▶ [Work required]:
Convert the part of the rows that opens with the line containing "as point(201, 695)." and runs through the end of the rows into a JSON list of strings, one string per line, leaving out blank lines.

▶ [Dataset]:

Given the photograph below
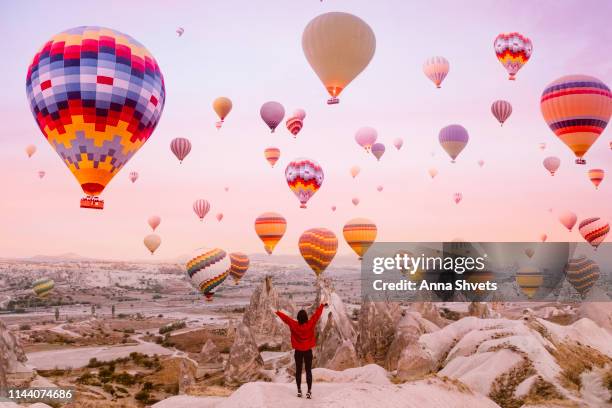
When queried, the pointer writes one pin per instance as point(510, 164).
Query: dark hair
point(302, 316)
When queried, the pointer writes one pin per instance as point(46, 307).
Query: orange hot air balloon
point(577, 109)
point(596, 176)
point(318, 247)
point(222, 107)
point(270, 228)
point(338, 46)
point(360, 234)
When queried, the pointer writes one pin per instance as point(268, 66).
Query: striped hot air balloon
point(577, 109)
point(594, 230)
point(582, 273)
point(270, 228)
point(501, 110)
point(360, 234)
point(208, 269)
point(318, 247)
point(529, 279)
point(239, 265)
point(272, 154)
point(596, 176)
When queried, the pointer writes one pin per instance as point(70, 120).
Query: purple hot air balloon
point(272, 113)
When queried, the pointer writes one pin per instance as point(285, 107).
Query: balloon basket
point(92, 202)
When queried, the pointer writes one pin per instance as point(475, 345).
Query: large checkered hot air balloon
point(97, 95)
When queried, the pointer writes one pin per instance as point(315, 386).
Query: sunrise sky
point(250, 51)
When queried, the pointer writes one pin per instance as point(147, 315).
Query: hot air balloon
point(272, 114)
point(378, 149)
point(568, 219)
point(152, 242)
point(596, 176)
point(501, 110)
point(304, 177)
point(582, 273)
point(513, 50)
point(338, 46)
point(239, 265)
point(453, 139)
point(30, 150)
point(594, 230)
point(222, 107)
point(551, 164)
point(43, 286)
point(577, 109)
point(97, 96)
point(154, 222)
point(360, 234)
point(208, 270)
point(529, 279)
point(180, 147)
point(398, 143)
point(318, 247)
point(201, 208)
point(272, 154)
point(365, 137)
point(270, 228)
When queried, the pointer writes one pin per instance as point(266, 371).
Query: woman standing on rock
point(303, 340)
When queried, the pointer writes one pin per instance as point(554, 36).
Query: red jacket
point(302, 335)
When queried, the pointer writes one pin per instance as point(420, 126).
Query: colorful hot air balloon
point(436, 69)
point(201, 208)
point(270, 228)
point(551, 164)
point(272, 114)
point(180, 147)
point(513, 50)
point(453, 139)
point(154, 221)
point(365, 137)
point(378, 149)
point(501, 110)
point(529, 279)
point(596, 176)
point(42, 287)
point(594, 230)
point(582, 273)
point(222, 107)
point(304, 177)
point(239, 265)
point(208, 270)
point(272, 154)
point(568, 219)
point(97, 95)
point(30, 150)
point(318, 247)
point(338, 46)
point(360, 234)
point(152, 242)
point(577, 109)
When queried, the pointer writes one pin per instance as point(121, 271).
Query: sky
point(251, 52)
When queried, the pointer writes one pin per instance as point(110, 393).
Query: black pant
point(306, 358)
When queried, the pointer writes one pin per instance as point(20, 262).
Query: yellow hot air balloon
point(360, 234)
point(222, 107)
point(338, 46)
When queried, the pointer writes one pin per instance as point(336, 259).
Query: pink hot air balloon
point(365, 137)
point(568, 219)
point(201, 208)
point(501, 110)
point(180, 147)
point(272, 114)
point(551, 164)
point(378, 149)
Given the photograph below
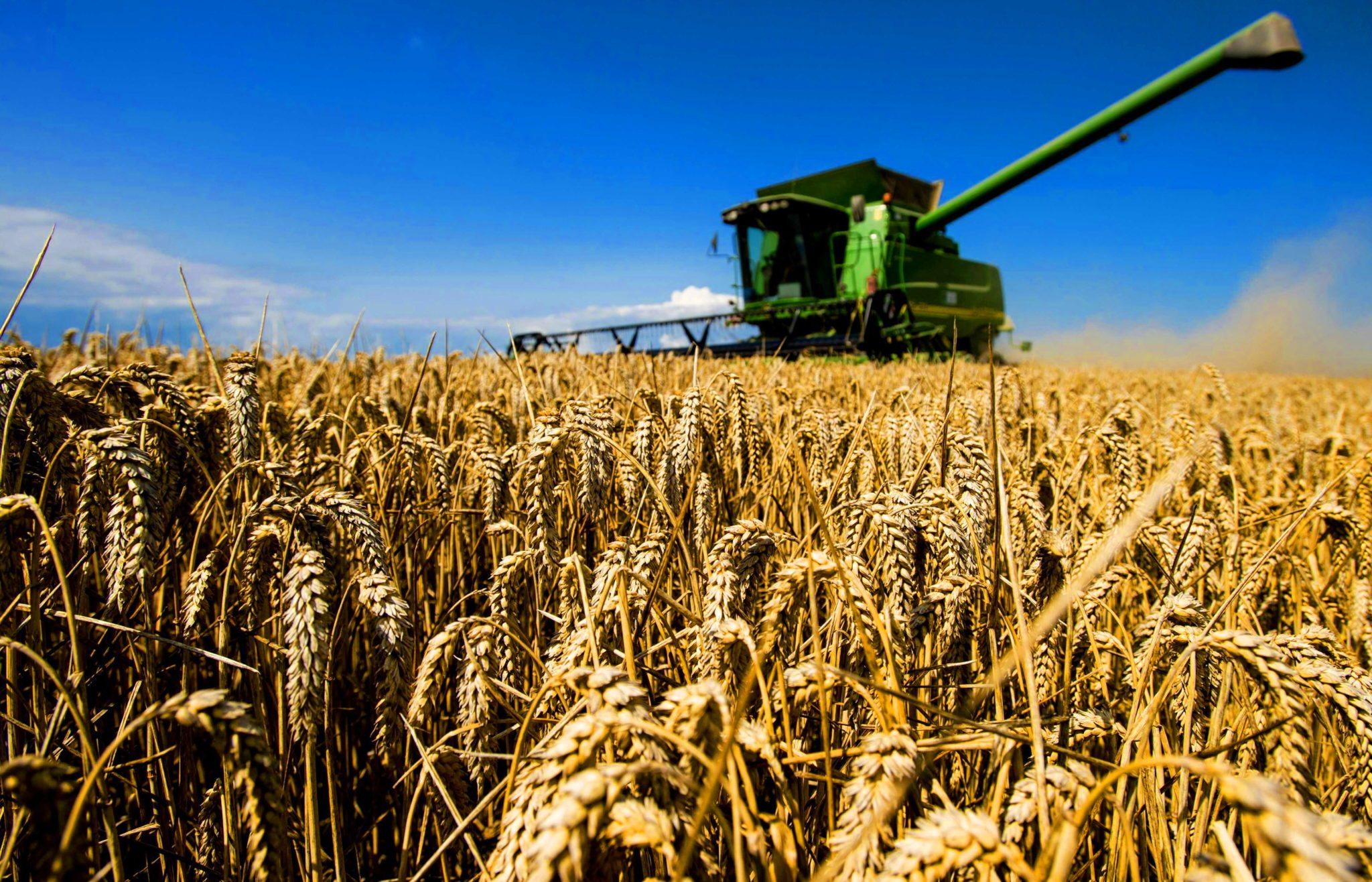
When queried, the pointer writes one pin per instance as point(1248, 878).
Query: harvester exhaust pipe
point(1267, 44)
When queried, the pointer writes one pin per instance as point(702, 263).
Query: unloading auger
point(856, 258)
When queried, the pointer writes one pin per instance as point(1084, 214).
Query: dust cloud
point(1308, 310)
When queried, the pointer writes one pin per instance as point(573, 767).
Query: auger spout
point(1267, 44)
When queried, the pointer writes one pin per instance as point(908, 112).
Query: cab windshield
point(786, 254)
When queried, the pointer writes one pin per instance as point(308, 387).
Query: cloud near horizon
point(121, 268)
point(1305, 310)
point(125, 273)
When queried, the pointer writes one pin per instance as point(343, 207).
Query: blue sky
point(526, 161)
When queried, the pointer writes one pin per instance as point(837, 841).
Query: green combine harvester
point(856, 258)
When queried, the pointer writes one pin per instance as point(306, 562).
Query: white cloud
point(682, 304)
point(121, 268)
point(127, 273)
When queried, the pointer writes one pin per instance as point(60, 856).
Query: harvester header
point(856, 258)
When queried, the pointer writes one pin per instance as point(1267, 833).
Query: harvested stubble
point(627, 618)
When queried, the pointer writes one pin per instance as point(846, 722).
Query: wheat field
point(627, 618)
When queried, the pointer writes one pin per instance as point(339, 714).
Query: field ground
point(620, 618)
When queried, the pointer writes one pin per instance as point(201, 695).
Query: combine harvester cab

▶ [Solution to this exercise]:
[
  "When queried, the pointer writes one pin per instance as point(201, 695).",
  "Query: combine harvester cab"
]